PROBLEM REQUIREMENTS
Retype the passage from the article on wildlife culling in India below, starting at the words "The sharp criticism" and stopping after the words "boost the economy.".

EXCERPT TO READ
::::

An Indian Cabinet minister accused her colleagues in the Environment Ministry on June 9 of failing to protect the country’s wildlife by allowing states to cull populations of monkeys, elephants, wild boars and antelopes.
The permissions are inspiring a public “lust for killing,” said Minister for Women and Child Development Maneka Gandhi. She joined animal rights activists in accusing the Environment Ministry of playing politics by siding with farmers who complain that the animals are damaging their crops, despite the overall decline of most animal populations.
The sharp criticism of an Indian minister by another is unusual in Prime Minister Narendra Modi’s government, where Cabinet members generally keep silent except to espouse approved national policies or reiterate pledges to boost the economy.
Environment Minister Prakash Javadekar, apparently surprised by the criticism from within his own administration, declined to respond directly to Gandhi’s remarks, except to say that the permissions given for killing wildlife are targeted, scientifically safe and legal if requested by local authorities.
“If there is a proposal by a state government, we allow killing of animals in a certain area for a certain period for scientific management. That’s the existing law,” he said.
Gandhi said, however, that the approvals are encouraging a frenzy of killing, including in areas where no permission was given.
“There is a lust for killing. It’s shameful,” Gandhi said. She said a family of gunmen from the southern city of Hyderabad “is going around killing animals across the country” with impunity.
Javadekar and other officials in the Environment Ministry did not comment on the allegations.
Protecting wildlife is a point of pride for many Indians, who laud their nation’s pioneering tiger conservation program launched in the 1970s and note the religious reverence paid to monkeys, elephants and cows considered to be the earthly embodiments of Hindu gods.
Nevertheless, wildlife conservation experts have raised alarms about threats to animals from rapid economic development, polluting industries, deforestation and human encroachment into animal habitats as the human population grows beyond 1.25 billion people.
The country’s animals are also threatened by rampant poaching, the result of high demand for tiger bones, rhino horns, pangolin scales and other animal parts used in traditional Chinese medicine. Endangered songbirds and threatened turtles are routinely found for sale in markets as pets.
The International Union for Conservation of Nature’s Red List, generally considered to be the most comprehensive, lists hundreds of Indian species of mammals, birds, amphibians and reptiles as vulnerable, endangered or critically endangered and at risk of becoming extinct.
Gandhi and animal rights activists said authorities should instead be educating people about avoiding conflicts with animals, using noisemakers and fences to prevent animals from encroaching on farmland, and better protecting wild habitats from pollution and development.
Instead, “In West Bengal, the ministry has issued orders to kill elephants. In Himachal Pradesh it has ordered for monkeys to be killed, and in Goa the peacocks are being killed,” Gandhi said. “But with forests being bulldozed down, and humans encroaching into animals’ homes, animals are simply being left with nowhere to go.”

::::

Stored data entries

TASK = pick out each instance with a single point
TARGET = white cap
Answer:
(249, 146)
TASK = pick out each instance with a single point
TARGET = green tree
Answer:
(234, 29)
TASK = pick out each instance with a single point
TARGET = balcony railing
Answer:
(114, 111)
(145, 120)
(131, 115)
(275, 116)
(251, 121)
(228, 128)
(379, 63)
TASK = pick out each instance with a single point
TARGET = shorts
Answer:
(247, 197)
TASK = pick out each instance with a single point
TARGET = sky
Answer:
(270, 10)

::::

RESPONSE TO THE TASK
The sharp criticism of an Indian minister by another is unusual in Prime Minister Narendra Modi’s government, where Cabinet members generally keep silent except to espouse approved national policies or reiterate pledges to boost the economy.